All the data must come back unchanged, except that pictures are left out.

═══ Task data

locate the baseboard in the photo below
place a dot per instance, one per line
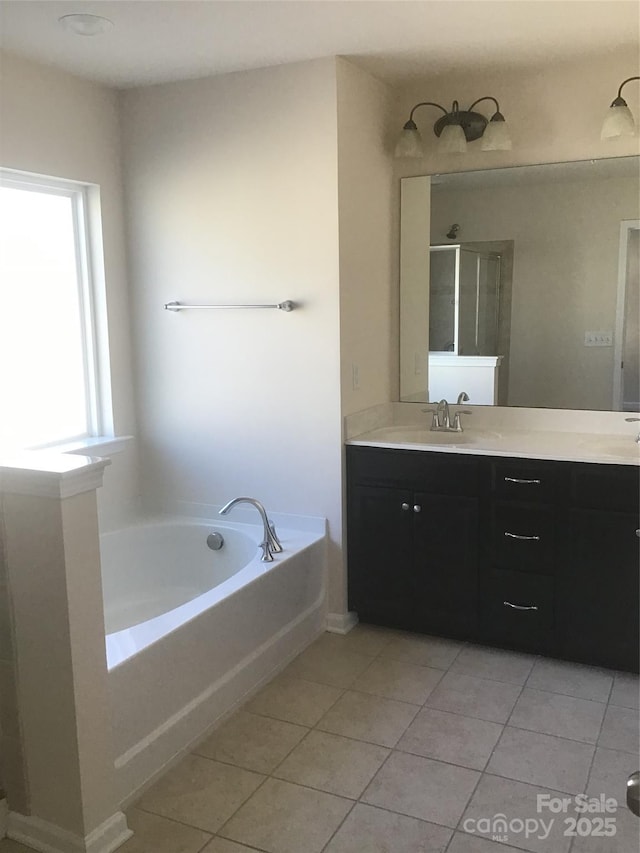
(49, 838)
(341, 623)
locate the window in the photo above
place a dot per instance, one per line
(50, 389)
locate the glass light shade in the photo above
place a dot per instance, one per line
(409, 144)
(83, 24)
(618, 122)
(496, 137)
(452, 140)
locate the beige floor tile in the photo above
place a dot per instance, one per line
(294, 700)
(451, 737)
(370, 718)
(222, 845)
(463, 843)
(371, 830)
(422, 788)
(201, 792)
(366, 639)
(393, 679)
(157, 834)
(571, 679)
(424, 651)
(626, 690)
(474, 697)
(253, 742)
(495, 664)
(517, 802)
(332, 763)
(286, 818)
(540, 759)
(328, 661)
(554, 714)
(620, 730)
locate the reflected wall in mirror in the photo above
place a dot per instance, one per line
(534, 275)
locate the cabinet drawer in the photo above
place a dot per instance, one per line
(524, 538)
(529, 481)
(519, 610)
(435, 473)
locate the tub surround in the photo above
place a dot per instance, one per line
(62, 795)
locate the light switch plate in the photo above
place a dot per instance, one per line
(598, 339)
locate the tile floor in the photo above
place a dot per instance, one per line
(384, 742)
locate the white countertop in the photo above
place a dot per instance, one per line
(603, 448)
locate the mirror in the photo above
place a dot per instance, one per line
(520, 286)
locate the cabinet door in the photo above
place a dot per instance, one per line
(599, 589)
(382, 583)
(446, 564)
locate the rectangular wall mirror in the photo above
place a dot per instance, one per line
(520, 286)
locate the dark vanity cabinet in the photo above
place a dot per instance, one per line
(599, 591)
(527, 554)
(413, 539)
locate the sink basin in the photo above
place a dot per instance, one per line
(419, 435)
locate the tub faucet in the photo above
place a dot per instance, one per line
(270, 543)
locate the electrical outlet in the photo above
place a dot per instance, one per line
(598, 339)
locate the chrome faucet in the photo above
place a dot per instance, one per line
(270, 543)
(441, 421)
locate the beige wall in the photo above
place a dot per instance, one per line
(555, 113)
(565, 238)
(364, 205)
(233, 197)
(58, 125)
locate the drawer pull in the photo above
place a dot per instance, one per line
(526, 538)
(520, 606)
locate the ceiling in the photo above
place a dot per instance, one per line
(156, 41)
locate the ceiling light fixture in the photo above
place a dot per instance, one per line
(455, 128)
(86, 25)
(619, 119)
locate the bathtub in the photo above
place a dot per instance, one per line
(191, 632)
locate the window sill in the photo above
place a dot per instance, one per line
(99, 445)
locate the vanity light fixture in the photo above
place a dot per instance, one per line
(455, 128)
(83, 24)
(619, 119)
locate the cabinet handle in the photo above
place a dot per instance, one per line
(517, 536)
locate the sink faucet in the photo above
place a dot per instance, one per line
(631, 421)
(441, 421)
(270, 543)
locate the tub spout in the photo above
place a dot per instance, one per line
(270, 541)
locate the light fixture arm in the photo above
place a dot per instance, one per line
(619, 101)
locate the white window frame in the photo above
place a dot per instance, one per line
(87, 227)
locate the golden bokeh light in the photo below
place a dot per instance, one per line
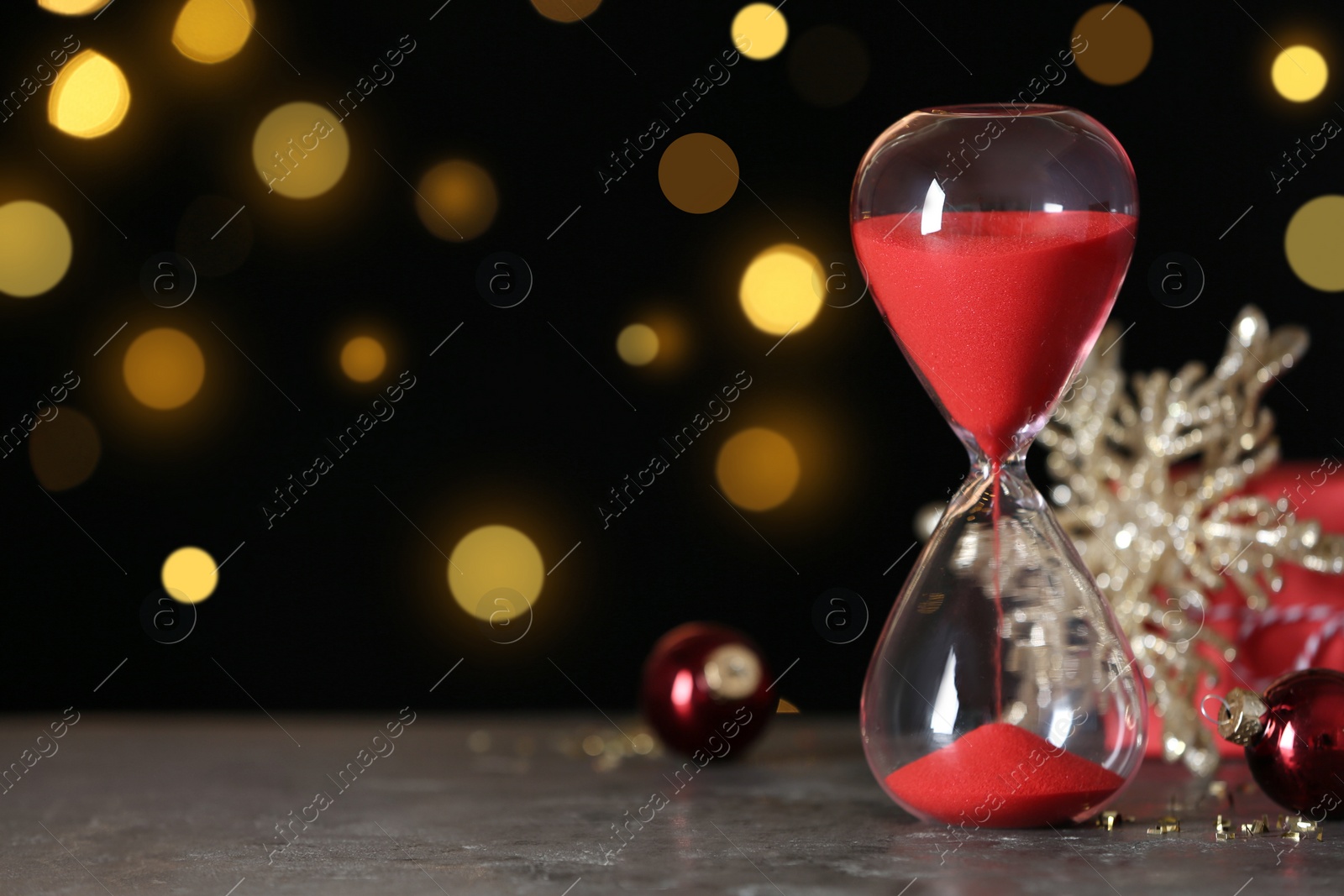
(35, 249)
(1315, 244)
(165, 369)
(638, 344)
(1300, 73)
(300, 150)
(89, 97)
(213, 29)
(65, 449)
(490, 558)
(781, 289)
(190, 575)
(1113, 43)
(73, 7)
(698, 172)
(759, 469)
(566, 9)
(759, 31)
(456, 201)
(363, 359)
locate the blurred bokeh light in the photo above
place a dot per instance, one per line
(1112, 43)
(73, 7)
(566, 9)
(759, 29)
(759, 469)
(299, 150)
(456, 201)
(1300, 73)
(1315, 244)
(363, 359)
(190, 575)
(35, 249)
(89, 97)
(491, 558)
(698, 174)
(165, 369)
(64, 450)
(781, 289)
(213, 29)
(638, 344)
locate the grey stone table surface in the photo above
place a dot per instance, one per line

══════

*Full output*
locate the baseboard in the photo below
place a dot per instance, one per line
(49, 838)
(341, 623)
locate the window in the photo above
place a dot per instance, one per line
(50, 389)
locate the glass light shade in the photo above
place a dot per instance, one per line
(409, 144)
(83, 24)
(618, 122)
(496, 137)
(452, 140)
locate the beige floor tile in the photo above
place a dot per instance, one per line
(294, 700)
(451, 737)
(370, 718)
(222, 845)
(463, 843)
(371, 830)
(422, 788)
(201, 792)
(366, 639)
(393, 679)
(157, 834)
(571, 679)
(424, 651)
(626, 690)
(474, 697)
(253, 742)
(495, 664)
(517, 802)
(332, 763)
(286, 818)
(540, 759)
(328, 661)
(554, 714)
(620, 730)
locate the reflected wall in mirror in the photo above
place a dot per instance, one per line
(534, 275)
locate the cabinet drawer in the photo above
place a dot per instance, one per line
(524, 538)
(529, 481)
(519, 610)
(435, 473)
locate the tub surround in the photo above
place a dot per instance, one per line
(62, 795)
locate the light switch plate in the photo above
place a dot per instance, one per line
(598, 339)
locate the tile floor in the photo above
place a dot per instance, one per line
(384, 742)
locate the white countertop in the photo above
place a dot per instance, one per line
(603, 448)
locate the mirror in the photo above
place a dot per instance, one per line
(520, 286)
locate the cabinet door in the photo above
place a dot per instance, one per line
(599, 589)
(382, 583)
(446, 564)
locate the rectangular wall mirror in the photo above
place a dot per instance, one per line
(520, 286)
locate the dark vanity cabinet in the photo above
place a dot per instance, one per line
(599, 591)
(527, 554)
(413, 539)
locate the sink basin in the photo above
place a dot per instance, one per line
(419, 435)
locate the tub faucet in the photo above
place a dot per instance, one per line
(270, 543)
locate the electrical outlet in the photo above
place a dot per instance, one per line
(598, 339)
locate the chrome faucet in the photo above
place a dot per instance, one per line
(270, 543)
(441, 421)
locate the beige wall in the photo above
place a dot per instance, one per line
(555, 113)
(565, 238)
(364, 205)
(233, 197)
(58, 125)
locate the drawer pull in the photo above
place a dot per instance, one per line
(526, 538)
(520, 606)
locate the ceiling in the photo above
place a dot per instance, one per line
(156, 41)
locate the ceiling light fixture in the photo above
place a dot per instance, one per line
(455, 128)
(86, 25)
(619, 119)
locate the bathtub in the photo above
place a dot per instance, one per line
(191, 632)
locate the window sill in the photo above
place a dot per instance, one per line
(99, 445)
locate the vanity light fixture in the photo above
place a dot per instance, one per line
(455, 128)
(83, 24)
(619, 119)
locate the cabinet handle in the photo above
place a dot per instance, one per line
(517, 536)
locate the sink faucet in the photo above
place a dot per instance, one per line
(631, 421)
(441, 421)
(270, 543)
locate the tub spout in the photo above
place a dot per instance, one per line
(270, 541)
locate the light fixture arm in the photo above
place a dot per instance, one per line
(619, 101)
locate the white window frame in the photo above
place a dot per instance, one per line
(87, 227)
locate the golden bokeh light in the photo below
place a dot per instance, one per line
(35, 249)
(1315, 244)
(165, 369)
(638, 344)
(1300, 73)
(300, 150)
(89, 97)
(213, 29)
(65, 449)
(490, 558)
(781, 289)
(190, 575)
(1113, 43)
(73, 7)
(698, 172)
(759, 469)
(566, 9)
(759, 31)
(456, 201)
(363, 359)
locate the blurred bokeh light in the photo above
place a dot per instance, one per line
(1112, 43)
(73, 7)
(566, 9)
(759, 29)
(759, 469)
(299, 150)
(456, 201)
(1300, 73)
(1315, 244)
(363, 359)
(190, 575)
(35, 249)
(89, 97)
(491, 558)
(698, 174)
(165, 369)
(64, 450)
(781, 289)
(213, 29)
(638, 344)
locate the grey stone table surface in the photo above
place a dot per instance, one per line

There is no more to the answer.